_What you have to do_. Whenever a line in the listing contains "sidewalk", copy that line.

_Entries shown_.
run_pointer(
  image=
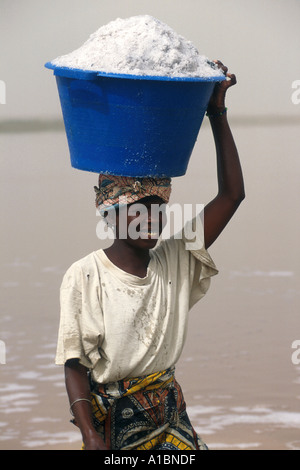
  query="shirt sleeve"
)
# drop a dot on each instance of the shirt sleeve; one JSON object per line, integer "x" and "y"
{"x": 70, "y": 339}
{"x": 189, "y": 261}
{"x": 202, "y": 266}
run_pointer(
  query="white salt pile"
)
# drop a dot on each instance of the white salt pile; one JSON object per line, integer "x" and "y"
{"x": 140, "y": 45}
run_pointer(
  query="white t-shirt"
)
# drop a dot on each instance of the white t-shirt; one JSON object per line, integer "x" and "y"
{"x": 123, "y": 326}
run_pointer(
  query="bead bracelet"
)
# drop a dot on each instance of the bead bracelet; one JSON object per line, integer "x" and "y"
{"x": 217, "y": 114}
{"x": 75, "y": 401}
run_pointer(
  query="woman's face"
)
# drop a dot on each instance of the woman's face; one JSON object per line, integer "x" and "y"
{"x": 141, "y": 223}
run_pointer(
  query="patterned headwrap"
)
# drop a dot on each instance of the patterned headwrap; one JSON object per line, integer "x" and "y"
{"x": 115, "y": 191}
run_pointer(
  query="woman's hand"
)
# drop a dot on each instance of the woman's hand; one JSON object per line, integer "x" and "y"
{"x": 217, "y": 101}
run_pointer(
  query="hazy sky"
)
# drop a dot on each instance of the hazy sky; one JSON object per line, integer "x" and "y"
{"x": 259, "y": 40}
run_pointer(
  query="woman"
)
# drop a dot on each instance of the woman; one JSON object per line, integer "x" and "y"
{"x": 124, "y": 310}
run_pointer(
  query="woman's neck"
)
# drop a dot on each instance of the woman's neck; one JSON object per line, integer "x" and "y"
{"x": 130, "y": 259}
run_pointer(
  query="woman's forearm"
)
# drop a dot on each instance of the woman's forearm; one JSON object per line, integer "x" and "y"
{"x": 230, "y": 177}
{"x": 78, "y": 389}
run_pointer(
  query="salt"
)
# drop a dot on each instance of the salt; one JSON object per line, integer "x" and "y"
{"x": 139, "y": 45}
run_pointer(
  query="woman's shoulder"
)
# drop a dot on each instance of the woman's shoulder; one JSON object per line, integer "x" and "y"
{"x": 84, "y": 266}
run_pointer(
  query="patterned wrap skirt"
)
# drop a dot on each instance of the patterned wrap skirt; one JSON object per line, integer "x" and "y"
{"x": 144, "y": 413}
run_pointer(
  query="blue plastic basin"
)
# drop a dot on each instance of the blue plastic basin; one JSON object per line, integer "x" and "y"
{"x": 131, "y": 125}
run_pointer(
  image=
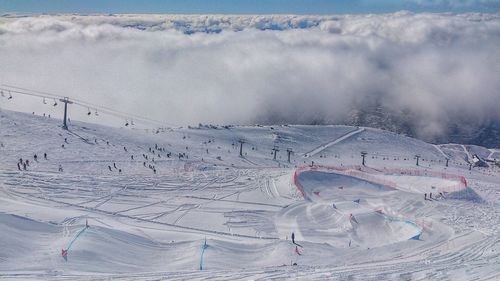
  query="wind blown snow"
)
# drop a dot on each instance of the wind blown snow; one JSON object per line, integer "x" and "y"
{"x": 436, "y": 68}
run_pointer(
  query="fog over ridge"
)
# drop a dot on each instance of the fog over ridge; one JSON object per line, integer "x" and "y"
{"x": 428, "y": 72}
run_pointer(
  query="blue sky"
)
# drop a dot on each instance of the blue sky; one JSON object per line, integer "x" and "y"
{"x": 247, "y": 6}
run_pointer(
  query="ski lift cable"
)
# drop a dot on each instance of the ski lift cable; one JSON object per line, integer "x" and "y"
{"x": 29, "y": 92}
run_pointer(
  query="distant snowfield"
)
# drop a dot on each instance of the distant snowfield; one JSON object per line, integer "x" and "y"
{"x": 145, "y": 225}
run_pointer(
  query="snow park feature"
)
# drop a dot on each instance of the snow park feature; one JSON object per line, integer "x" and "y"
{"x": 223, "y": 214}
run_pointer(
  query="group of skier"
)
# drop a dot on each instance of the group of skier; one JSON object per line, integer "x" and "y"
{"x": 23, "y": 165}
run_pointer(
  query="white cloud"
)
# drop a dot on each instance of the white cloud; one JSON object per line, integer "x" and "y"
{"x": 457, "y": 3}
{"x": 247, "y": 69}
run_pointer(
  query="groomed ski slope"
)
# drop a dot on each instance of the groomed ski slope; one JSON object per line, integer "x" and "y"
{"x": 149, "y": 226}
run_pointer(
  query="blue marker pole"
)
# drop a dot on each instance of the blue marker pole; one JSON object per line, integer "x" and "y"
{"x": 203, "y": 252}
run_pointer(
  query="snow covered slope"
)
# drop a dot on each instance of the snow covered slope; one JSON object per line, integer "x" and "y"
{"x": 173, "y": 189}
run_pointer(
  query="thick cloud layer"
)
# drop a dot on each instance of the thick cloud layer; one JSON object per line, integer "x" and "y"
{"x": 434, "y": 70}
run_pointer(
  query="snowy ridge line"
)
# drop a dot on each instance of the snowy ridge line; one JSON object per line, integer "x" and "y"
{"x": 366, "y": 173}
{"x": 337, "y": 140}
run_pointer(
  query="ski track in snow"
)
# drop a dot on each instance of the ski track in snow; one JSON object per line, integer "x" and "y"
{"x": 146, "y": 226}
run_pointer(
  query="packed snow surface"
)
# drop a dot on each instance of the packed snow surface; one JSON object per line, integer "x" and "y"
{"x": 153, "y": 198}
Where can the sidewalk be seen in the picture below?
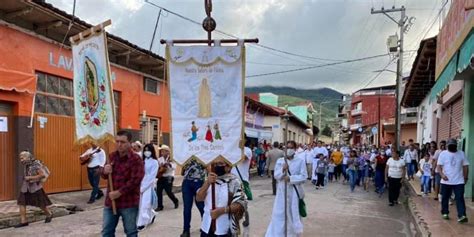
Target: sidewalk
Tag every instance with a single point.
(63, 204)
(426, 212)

_Result of this task_.
Where can the sidewalk be seen in the picture below?
Target: sidewalk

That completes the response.